Goal of the exercise = In the records below, add 94 to every bounding box coordinate, starting at the first line and stopping after the line that contains "[216,257,239,304]". Rewrite every line in that span, keeping all other lines unchanged.

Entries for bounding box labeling
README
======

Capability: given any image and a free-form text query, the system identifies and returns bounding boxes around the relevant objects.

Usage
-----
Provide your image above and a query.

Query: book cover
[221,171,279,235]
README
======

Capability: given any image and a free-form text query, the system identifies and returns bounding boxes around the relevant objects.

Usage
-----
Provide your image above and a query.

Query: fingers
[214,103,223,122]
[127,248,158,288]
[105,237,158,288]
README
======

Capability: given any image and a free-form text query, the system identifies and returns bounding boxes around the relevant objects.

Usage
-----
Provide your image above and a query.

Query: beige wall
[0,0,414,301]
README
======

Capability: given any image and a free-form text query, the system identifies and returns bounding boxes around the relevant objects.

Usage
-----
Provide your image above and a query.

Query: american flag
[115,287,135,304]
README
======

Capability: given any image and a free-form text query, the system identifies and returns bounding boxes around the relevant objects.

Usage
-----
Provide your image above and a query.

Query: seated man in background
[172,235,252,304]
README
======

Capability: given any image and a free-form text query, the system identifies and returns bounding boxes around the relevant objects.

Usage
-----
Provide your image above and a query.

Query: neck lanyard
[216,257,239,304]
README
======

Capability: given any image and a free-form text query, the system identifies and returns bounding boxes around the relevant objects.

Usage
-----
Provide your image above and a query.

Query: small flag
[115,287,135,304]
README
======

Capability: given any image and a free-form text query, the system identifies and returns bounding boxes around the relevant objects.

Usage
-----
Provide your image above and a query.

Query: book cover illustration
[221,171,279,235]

Problem solution =
README
======

Capability: given any image and a free-form text query, the system identifies and returns bounding boxes around the relevant objects.

Usage
-----
Provide your image above and a query.

Query: book cover
[315,265,373,329]
README
======

Capability: given any image and a free-form text query, the system identifies and returns bounding boxes around the relevant objects.

Usage
-----
Provide your image above and a query.

Query: fingers
[308,197,317,216]
[221,342,252,382]
[199,331,252,382]
README
======

Capability: given any image and a free-form text query, the system identifies and returns bounding boxes around the relevant objects.

Usage
-----
Provide your image above and a query.

Query: beige wall
[94,94,508,395]
README
======

Capability: given any image and a free-form text query, the system identifies and returns bounding boxes around the relevant objects.

Usage
-----
Provide your image above and a query.

Query: american flag
[209,381,229,398]
README
======

Capability: given any image and a free-form text query, the system identifies and returns bounding boxes around the relevant objects.

Usage
-----
Provide your image above and a query.

Query: seated man in background
[266,329,346,398]
README
======

Capability: given any image and a free-form text query, the system identifies and returns bounding boxes around the relevant objects.

Usage
-----
Provide your image above and a query.

Query: neck lanyard
[310,351,333,398]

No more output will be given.